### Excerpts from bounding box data
§ §

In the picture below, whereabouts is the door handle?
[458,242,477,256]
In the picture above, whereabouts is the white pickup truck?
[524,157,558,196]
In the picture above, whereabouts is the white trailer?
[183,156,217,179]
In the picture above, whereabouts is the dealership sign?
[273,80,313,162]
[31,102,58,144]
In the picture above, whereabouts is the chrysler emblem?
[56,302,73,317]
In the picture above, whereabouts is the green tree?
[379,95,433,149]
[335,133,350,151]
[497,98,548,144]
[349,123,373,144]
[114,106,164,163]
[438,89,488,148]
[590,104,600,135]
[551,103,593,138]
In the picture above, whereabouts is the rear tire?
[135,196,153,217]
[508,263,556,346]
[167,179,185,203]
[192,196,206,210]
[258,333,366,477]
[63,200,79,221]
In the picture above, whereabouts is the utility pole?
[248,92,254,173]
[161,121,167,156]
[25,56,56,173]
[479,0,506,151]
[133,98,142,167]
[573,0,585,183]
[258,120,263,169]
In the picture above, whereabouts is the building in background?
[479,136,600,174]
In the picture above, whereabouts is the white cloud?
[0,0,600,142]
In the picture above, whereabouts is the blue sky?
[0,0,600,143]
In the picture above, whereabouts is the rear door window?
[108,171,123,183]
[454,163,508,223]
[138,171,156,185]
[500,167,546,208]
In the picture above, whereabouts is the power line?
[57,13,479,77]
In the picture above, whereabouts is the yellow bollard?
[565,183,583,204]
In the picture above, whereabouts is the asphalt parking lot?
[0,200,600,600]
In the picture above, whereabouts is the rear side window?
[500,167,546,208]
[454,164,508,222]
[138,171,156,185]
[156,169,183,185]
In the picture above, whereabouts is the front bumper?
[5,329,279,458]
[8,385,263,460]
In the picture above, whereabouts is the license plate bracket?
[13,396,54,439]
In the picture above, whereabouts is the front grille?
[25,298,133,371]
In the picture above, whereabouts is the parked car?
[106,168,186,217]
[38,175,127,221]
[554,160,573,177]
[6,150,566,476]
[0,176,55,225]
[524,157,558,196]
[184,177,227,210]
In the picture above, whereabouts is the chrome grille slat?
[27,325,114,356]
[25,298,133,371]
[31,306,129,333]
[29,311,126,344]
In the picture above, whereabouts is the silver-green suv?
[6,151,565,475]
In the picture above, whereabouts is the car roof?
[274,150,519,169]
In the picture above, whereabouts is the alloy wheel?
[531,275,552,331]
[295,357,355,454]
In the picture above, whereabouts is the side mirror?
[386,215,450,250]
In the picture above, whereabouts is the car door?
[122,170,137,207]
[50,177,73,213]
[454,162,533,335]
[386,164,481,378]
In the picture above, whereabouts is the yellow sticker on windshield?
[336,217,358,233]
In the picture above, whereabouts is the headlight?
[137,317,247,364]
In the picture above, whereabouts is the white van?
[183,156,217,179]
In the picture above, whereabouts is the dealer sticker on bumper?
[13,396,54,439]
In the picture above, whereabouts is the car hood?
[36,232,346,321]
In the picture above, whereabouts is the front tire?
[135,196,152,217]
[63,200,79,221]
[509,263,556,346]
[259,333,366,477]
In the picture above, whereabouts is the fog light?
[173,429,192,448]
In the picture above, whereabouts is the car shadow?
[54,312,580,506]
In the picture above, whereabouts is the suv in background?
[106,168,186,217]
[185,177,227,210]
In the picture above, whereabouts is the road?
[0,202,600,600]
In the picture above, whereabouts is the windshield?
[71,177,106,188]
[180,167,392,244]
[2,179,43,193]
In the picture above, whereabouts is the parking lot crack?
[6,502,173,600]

§ §

### Set exercise
Could you turn the listing, starting at its first line and stopping after the line that contains "[31,102,58,144]", into a Markdown table with the columns Row and Line, leaving out any blank lines?

### Worked answer
| Row | Line |
|---|---|
| 1 | In the picture below, whereabouts is the door handle? |
| 2 | [458,242,477,256] |
| 3 | In the picture above, whereabouts is the white pickup truck? |
| 4 | [524,157,558,196] |
| 5 | In the picture above, whereabouts is the white trailer? |
| 6 | [183,156,217,179] |
| 7 | In the picture above, whereabouts is the dealership sign? |
| 8 | [273,80,313,162] |
| 9 | [31,102,58,144] |